Turn every nonblank line of the records, from the line containing "Pick out the man in black" through the end of the records, inclusive, into a Markdown table with two columns: Row, holding a running row number, and Line, holding the line itself.

● ● ● ●

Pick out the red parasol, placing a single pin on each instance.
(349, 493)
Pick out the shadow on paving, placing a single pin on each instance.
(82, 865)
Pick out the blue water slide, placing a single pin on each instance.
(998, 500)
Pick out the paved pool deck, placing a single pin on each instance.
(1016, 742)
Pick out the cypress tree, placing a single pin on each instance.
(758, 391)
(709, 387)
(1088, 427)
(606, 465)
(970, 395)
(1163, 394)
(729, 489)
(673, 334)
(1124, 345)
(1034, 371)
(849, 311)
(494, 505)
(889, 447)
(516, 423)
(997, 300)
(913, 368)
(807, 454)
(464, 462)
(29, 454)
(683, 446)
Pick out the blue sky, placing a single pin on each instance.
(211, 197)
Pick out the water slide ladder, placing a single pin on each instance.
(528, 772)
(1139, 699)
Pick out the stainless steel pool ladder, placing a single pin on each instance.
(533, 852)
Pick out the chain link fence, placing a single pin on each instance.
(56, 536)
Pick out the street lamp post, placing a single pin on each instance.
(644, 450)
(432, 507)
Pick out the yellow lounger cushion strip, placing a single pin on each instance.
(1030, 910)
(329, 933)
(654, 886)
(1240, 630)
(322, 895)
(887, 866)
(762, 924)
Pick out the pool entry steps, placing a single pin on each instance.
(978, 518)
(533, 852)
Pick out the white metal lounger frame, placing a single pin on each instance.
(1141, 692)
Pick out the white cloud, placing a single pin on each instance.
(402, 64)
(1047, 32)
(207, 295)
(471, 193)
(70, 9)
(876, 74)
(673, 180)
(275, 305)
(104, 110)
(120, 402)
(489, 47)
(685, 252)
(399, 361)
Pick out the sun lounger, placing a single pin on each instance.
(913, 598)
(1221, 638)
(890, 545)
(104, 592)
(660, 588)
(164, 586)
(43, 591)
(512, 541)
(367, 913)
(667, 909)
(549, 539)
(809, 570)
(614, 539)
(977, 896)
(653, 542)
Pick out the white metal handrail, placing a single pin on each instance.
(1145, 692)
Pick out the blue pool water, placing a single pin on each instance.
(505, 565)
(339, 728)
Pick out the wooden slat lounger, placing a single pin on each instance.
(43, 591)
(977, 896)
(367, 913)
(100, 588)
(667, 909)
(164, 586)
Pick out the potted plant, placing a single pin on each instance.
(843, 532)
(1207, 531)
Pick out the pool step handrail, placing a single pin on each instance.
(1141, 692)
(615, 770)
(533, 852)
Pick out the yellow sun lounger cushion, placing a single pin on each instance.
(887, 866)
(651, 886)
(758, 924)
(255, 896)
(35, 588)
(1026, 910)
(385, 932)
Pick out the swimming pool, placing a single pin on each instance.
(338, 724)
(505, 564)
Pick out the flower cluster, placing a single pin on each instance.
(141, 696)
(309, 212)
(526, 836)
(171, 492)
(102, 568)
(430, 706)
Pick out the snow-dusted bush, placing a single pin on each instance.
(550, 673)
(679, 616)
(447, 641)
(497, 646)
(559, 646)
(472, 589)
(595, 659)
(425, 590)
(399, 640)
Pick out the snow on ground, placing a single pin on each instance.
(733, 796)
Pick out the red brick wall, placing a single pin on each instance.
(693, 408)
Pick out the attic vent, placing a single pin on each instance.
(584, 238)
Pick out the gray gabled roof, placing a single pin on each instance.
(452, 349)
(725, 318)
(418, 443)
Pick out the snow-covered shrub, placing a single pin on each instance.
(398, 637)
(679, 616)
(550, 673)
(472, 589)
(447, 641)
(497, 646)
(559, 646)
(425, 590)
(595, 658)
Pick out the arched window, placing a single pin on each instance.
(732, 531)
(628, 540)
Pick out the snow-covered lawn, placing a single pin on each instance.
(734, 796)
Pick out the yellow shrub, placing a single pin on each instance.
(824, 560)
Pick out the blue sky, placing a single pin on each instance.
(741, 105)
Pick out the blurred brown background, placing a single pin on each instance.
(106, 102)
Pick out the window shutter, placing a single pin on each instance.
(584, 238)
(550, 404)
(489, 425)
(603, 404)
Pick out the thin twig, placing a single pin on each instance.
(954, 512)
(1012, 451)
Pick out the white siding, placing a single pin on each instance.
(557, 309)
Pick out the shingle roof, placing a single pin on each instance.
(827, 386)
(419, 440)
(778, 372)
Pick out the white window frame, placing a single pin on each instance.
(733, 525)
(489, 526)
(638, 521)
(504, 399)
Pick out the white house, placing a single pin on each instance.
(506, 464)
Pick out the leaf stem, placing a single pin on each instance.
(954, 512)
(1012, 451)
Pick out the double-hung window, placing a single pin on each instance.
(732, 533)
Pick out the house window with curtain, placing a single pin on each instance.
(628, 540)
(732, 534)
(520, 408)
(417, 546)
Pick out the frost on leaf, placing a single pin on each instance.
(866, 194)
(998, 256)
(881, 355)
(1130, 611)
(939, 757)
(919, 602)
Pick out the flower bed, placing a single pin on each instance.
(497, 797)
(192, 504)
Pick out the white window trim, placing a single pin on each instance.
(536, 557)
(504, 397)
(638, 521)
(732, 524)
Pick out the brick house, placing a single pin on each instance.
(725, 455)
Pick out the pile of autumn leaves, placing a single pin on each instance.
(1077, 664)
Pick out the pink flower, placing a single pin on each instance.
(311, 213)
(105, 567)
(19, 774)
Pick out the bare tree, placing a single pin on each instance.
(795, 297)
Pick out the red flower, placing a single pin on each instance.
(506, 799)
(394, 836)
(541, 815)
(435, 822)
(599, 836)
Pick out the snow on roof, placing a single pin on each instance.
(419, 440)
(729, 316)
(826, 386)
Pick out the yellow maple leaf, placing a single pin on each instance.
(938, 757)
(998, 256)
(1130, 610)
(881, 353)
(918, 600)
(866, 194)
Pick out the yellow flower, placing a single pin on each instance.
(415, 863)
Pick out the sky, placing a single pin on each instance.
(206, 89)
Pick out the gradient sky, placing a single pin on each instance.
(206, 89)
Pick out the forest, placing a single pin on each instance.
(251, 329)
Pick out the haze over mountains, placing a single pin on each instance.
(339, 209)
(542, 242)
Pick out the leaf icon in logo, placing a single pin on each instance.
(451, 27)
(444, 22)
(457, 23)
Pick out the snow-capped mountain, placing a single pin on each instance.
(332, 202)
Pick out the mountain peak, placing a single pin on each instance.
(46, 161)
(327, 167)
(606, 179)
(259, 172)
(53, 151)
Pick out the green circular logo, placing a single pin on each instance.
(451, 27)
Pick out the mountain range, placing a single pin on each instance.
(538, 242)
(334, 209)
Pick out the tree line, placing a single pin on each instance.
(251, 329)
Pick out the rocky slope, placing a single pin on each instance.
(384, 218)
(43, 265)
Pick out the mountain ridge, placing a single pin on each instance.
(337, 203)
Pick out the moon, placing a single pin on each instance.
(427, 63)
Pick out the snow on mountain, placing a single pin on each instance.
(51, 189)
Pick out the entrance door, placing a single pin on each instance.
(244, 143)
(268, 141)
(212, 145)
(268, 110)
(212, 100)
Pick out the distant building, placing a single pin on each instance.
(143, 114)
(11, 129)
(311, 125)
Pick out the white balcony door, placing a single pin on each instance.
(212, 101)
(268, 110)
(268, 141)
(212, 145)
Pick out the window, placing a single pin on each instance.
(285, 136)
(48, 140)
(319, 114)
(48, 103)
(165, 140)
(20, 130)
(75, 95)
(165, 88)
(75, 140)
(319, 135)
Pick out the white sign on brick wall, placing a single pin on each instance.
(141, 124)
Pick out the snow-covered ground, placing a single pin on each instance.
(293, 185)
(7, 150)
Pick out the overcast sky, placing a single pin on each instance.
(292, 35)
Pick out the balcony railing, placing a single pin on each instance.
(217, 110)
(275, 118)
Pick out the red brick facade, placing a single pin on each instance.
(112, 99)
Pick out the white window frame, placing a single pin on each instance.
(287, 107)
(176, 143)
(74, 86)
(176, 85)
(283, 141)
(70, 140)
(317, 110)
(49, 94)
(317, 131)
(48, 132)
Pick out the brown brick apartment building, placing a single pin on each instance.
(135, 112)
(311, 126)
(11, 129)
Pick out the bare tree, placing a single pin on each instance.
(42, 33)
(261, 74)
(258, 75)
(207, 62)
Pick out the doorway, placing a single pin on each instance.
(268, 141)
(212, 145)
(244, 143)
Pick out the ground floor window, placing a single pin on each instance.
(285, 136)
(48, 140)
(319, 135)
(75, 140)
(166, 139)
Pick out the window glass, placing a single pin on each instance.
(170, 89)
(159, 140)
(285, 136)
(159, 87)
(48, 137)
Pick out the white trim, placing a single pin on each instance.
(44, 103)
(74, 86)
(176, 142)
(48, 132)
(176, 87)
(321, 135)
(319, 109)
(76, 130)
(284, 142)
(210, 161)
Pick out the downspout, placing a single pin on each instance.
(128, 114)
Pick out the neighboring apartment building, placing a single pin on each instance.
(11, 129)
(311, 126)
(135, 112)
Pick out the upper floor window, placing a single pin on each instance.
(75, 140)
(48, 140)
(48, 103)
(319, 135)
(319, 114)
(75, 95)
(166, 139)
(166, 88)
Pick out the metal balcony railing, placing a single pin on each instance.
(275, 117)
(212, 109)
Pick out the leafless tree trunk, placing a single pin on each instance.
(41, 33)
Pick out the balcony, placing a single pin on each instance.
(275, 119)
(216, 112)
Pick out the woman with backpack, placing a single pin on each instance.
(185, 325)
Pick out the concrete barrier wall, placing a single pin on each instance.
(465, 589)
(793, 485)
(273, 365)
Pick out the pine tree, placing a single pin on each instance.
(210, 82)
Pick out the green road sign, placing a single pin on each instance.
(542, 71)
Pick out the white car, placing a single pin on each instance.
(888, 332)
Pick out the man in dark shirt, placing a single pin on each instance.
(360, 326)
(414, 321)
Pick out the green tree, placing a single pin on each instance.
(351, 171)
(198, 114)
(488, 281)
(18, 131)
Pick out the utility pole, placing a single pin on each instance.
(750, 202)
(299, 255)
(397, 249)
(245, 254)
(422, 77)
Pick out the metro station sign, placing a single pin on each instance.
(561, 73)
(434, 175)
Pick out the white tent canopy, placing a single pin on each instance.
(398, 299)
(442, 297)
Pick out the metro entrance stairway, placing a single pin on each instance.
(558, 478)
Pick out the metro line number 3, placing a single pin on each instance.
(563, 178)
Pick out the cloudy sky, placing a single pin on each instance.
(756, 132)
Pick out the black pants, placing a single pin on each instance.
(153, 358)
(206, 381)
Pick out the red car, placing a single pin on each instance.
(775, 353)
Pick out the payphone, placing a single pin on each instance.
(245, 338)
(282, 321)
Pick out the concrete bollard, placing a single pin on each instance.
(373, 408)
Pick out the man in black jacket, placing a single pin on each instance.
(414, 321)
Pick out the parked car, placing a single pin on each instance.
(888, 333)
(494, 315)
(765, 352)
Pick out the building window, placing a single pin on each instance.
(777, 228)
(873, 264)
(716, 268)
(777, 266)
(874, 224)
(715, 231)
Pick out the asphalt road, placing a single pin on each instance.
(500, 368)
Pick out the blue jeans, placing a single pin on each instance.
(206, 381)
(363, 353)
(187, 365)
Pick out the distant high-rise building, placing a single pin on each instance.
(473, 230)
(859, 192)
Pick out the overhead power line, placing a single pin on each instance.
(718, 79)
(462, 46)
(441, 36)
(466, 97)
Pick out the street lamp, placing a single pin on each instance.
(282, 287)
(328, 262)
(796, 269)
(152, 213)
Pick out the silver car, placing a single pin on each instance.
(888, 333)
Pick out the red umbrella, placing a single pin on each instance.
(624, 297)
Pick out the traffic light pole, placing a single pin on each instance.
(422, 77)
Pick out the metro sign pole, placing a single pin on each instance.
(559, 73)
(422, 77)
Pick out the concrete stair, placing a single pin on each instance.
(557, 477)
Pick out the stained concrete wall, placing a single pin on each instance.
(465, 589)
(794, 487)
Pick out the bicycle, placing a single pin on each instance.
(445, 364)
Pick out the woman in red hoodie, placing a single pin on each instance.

● ● ● ●

» **OUTPUT FOR THIS EXERCISE**
| Row | Line |
|---|---|
| 1 | Pick out the man in black jacket, placing a single pin on each instance. |
| 2 | (414, 321) |
| 3 | Pick out the parked car, placing a single pin on each instance. |
| 4 | (888, 333) |
| 5 | (494, 315) |
| 6 | (765, 352) |
| 7 | Pick out the building window, placing a single pin on each instance. |
| 8 | (777, 228) |
| 9 | (873, 264) |
| 10 | (716, 268) |
| 11 | (777, 266) |
| 12 | (874, 224) |
| 13 | (715, 231) |
| 14 | Pick out the asphalt road, placing a single pin on each instance. |
| 15 | (500, 368) |
| 16 | Pick out the blue jeans, placing a single pin on each instance. |
| 17 | (206, 381) |
| 18 | (363, 353) |
| 19 | (187, 365) |
| 20 | Pick out the distant high-rise building, placing a single pin on each instance. |
| 21 | (473, 230) |
| 22 | (859, 192) |
| 23 | Pick out the overhead power line, placing a single pin on each instance. |
| 24 | (718, 79) |
| 25 | (462, 46) |
| 26 | (441, 36) |
| 27 | (466, 97) |
| 28 | Pick out the street lamp, placing a single pin on each instance. |
| 29 | (282, 287) |
| 30 | (328, 262) |
| 31 | (796, 269) |
| 32 | (152, 213) |
| 33 | Pick out the silver car, placing a single pin on each instance. |
| 34 | (888, 333) |
| 35 | Pick out the red umbrella, placing a single pin on each instance. |
| 36 | (624, 297) |
| 37 | Pick out the traffic light pole, placing a single pin on each instance. |
| 38 | (422, 77) |
| 39 | Pick out the metro sign pole, placing a single pin on each instance. |
| 40 | (559, 73) |
| 41 | (422, 77) |
| 42 | Pick out the concrete stair, placing a single pin on each instance. |
| 43 | (557, 477) |
| 44 | Pick out the stained concrete wall, placing a single pin on each instance. |
| 45 | (465, 589) |
| 46 | (794, 487) |
| 47 | Pick out the bicycle, placing a single pin on each instance. |
| 48 | (445, 364) |
| 49 | Pick out the woman in red hoodie, placing a single pin on each instance. |